• ACTION ITEM:
Would you return each entry exactly as written, omitting any pictures?

• EXCERPTED DATA:
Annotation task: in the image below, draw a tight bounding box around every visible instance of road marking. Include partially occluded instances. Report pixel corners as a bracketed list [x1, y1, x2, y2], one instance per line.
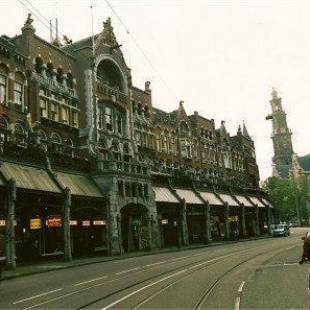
[234, 281, 245, 310]
[116, 267, 140, 275]
[146, 260, 168, 267]
[74, 276, 108, 286]
[13, 288, 63, 305]
[101, 270, 187, 310]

• EXERCISE SOLUTION:
Annotation task: in the image below, draw a tight bounding box around every visible instance of road marking. Include partially occluded instances. Report pixel corners as a bracketed list [x1, y1, x2, y2], one instance per line.
[234, 281, 245, 310]
[116, 267, 140, 275]
[146, 260, 168, 267]
[74, 276, 108, 286]
[13, 288, 63, 305]
[101, 270, 187, 310]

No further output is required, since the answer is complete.